__Qué se pide__
Retoma el texto sobre las ciudades en ruinas que siguen habitadas y continúa escribiéndolo a partir de su última oración.

__Fragmento del texto__
================================

También una ciudad puede mostrar sus edificios en ruinas y estar habitada.

Una ruina habitada es una contradicción y casi siempre supone un estado transitorio. Es el trabajo de los habitantes el que levanta una ciudad, la conserva y la transforma. No es concebible que los seres humanos renuncien a lo que les es natural: empeñar su energía y su fuerza en crearse un entorno digno para sí y para los que le rodean. Sólo grandes accidentes históricos justifican las ruinas habitadas, el final de las guerras, cuando los que regresan a sus casas encuentran el trabajo de toda una vida deshecho por el fuego, el deterioro que sufren grandes ciudades, cuando pierden el protagonismo que las erige y dejan a sus habitantes con pocas opciones frente a los restos del esplendor.

La ciudad de Nuremberg, en Alemania, debió ser reconstruida casi totalmente después que los bombardeos aliados la destruyeron al final de la Segunda Guerra Mundial; la ciudad de Detroit, en Estados Unidos, enfrenta las consecuencias del desmonte de la gran industria automotriz que, en la primera mitad del siglo XX, hizo de ella la cuarta ciudad más importante del país y en las últimas décadas ha perdido casi la mitad de su población.

================================

__Datos aportados__

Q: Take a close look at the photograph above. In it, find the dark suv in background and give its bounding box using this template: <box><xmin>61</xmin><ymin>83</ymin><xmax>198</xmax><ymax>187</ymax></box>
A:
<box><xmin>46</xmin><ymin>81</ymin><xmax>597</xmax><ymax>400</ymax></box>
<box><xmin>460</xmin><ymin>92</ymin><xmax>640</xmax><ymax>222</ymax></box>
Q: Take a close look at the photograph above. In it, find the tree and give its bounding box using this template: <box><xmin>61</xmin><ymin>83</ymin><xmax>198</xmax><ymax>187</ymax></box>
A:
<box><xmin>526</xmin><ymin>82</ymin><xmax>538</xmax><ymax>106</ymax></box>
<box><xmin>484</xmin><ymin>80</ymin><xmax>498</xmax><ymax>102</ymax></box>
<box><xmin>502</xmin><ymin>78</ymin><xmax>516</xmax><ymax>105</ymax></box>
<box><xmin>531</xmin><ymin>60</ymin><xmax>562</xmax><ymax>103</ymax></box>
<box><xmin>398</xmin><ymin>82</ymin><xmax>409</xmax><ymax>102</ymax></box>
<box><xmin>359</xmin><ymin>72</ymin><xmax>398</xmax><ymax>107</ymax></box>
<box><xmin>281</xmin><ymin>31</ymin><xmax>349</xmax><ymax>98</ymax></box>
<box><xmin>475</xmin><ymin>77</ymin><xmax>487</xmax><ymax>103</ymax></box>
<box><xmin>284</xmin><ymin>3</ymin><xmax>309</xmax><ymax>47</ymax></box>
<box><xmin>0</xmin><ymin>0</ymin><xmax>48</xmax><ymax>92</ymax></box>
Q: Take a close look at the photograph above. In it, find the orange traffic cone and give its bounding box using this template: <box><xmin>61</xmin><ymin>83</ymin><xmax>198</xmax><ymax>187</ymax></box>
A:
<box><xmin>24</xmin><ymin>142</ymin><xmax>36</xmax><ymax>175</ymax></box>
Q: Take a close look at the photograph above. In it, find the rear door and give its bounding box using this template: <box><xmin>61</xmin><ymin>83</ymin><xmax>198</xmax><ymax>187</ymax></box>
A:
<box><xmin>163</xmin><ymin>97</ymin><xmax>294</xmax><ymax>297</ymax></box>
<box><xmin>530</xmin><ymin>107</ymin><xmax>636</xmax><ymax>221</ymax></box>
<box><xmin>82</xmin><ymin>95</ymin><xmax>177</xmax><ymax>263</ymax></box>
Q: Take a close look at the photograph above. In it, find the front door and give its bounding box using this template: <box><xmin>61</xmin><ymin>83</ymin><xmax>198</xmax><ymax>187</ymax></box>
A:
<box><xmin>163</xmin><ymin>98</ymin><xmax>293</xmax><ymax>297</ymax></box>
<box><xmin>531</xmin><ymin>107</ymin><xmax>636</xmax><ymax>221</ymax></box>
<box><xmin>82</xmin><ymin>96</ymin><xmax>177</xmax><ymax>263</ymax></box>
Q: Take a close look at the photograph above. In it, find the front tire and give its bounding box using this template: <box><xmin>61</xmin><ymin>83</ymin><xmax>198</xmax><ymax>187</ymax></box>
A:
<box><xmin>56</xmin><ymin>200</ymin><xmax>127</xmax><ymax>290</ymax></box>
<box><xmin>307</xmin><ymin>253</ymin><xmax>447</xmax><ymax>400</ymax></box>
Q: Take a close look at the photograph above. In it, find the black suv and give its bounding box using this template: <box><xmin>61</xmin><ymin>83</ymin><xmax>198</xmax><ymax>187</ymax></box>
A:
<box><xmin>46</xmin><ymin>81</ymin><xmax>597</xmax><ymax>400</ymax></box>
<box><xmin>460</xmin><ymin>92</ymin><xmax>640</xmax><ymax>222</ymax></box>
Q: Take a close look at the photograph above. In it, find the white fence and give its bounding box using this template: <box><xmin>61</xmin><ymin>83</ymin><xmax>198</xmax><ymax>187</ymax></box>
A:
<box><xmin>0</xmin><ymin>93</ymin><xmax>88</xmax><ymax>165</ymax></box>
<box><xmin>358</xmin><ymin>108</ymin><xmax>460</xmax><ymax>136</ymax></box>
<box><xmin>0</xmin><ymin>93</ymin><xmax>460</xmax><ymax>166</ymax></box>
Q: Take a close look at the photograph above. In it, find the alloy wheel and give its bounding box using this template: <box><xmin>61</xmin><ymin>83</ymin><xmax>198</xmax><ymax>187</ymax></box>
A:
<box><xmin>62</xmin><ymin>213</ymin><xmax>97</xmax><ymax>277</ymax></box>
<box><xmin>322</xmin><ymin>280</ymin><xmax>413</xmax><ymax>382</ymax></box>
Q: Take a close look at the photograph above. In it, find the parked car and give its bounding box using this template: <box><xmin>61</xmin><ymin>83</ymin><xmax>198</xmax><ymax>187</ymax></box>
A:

================================

__Respuesta esperada__
Es un momento de cambio en el que el ser humano deberá evaluar las condiciones nuevas y actuar para desarrollar el espacio que requiere para vivir. Pocas cosas justifican una existencia entre ruinas por un tiempo mayor y todas están asociadas al deterioro de lo que en los seres humanos es esencial. El oriundo de ese estado, para que de su interior no surja el brío y la estrategia de superación de su condición, para que no genere asociaciones y liderazgos propios de las situaciones críticas, por no estar muerto, tiene que estar sometido a una indigencia moral y material inmovilizante. Alguien que apenas pueda levantar la vista sin temor a que le perciban su orgullo, incapaz de mover sus músculos para que no sospechen su fuerza o de sostener su razonamiento y evitar así que lo marquen por su inteligencia.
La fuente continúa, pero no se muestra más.